--- Supplied data ---
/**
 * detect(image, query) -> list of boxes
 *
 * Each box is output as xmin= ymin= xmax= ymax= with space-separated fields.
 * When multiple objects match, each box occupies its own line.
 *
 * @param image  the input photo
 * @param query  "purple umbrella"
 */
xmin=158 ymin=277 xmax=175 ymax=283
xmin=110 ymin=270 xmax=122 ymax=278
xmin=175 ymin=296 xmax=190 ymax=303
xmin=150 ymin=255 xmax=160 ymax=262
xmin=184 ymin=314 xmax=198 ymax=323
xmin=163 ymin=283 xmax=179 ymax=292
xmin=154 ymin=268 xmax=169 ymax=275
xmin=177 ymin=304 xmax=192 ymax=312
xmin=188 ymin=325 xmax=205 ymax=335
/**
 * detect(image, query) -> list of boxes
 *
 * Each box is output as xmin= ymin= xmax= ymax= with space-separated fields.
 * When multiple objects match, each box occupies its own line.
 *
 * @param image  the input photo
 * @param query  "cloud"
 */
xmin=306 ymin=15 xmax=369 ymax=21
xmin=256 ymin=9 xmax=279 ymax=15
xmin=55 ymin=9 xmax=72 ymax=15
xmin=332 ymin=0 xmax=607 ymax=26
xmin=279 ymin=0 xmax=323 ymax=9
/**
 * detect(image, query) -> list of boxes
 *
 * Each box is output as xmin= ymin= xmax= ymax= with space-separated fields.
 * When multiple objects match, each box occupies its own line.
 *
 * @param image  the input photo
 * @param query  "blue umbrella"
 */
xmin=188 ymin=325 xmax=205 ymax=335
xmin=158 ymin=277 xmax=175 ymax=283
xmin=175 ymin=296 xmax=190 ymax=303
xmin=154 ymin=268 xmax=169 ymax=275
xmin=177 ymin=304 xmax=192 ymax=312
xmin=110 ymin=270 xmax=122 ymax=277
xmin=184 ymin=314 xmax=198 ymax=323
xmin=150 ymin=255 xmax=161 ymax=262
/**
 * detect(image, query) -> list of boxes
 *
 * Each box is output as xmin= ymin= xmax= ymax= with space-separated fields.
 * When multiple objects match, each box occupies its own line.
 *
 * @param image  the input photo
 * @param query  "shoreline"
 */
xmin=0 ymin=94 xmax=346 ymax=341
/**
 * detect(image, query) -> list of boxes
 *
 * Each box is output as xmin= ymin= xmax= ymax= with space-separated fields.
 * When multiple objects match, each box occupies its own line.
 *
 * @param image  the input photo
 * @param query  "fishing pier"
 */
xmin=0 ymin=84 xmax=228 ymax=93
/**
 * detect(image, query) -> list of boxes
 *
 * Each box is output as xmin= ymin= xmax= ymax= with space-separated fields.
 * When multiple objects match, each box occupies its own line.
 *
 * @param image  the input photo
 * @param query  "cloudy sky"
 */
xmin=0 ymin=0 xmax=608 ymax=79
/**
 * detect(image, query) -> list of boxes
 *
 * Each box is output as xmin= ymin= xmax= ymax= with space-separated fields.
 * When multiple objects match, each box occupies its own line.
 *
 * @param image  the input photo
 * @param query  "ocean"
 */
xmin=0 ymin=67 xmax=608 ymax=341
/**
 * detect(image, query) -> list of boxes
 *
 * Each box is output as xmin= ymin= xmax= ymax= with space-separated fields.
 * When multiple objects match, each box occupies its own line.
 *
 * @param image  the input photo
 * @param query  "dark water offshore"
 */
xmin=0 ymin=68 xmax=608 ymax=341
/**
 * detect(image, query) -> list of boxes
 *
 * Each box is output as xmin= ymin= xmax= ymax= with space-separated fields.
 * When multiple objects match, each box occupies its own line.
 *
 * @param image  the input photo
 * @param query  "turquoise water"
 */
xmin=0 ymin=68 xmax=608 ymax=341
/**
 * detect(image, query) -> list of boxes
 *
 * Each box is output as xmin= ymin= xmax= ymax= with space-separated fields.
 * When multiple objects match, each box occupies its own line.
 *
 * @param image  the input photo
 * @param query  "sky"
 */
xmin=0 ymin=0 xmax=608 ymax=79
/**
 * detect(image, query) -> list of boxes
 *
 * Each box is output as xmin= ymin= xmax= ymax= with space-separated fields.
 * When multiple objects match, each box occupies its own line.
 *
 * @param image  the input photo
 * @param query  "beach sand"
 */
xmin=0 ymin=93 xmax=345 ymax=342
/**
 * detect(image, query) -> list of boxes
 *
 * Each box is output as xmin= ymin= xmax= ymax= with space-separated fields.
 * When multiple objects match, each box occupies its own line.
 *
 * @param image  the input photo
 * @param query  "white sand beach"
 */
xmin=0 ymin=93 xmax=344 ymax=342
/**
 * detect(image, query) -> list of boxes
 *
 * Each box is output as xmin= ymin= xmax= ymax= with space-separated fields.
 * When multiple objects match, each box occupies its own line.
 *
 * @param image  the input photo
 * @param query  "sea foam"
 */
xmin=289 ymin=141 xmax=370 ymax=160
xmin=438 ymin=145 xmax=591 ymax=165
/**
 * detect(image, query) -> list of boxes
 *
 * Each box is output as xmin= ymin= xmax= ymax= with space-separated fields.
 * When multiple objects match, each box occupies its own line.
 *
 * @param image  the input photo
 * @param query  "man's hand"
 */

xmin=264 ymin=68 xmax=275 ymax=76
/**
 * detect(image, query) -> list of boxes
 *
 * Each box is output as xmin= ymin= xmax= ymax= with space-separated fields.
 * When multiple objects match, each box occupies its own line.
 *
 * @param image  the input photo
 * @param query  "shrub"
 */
---
▸ **Stated task**:
Put the lines from the very first one through the line containing "xmin=279 ymin=0 xmax=323 ymax=9" into a numbered list, omitting any blank lines.

▸ **The solution**:
1. /**
2.  * detect(image, query) -> list of boxes
3.  *
4.  * Each box is output as xmin= ymin= xmax= ymax= with space-separated fields.
5.  * When multiple objects match, each box occupies its own line.
6.  *
7.  * @param image  the input photo
8.  * @param query  "purple umbrella"
9.  */
10. xmin=158 ymin=277 xmax=175 ymax=283
11. xmin=110 ymin=270 xmax=122 ymax=278
12. xmin=175 ymin=296 xmax=190 ymax=303
13. xmin=150 ymin=255 xmax=160 ymax=262
14. xmin=184 ymin=314 xmax=198 ymax=323
15. xmin=163 ymin=283 xmax=179 ymax=292
16. xmin=154 ymin=268 xmax=169 ymax=275
17. xmin=177 ymin=304 xmax=192 ymax=312
18. xmin=188 ymin=325 xmax=205 ymax=335
19. /**
20.  * detect(image, query) -> list of boxes
21.  *
22.  * Each box is output as xmin= ymin= xmax= ymax= with space-separated fields.
23.  * When multiple objects match, each box occupies its own line.
24.  *
25.  * @param image  the input photo
26.  * @param query  "cloud"
27.  */
28. xmin=306 ymin=15 xmax=369 ymax=21
29. xmin=256 ymin=9 xmax=279 ymax=15
30. xmin=55 ymin=9 xmax=72 ymax=15
31. xmin=332 ymin=0 xmax=607 ymax=26
32. xmin=279 ymin=0 xmax=323 ymax=9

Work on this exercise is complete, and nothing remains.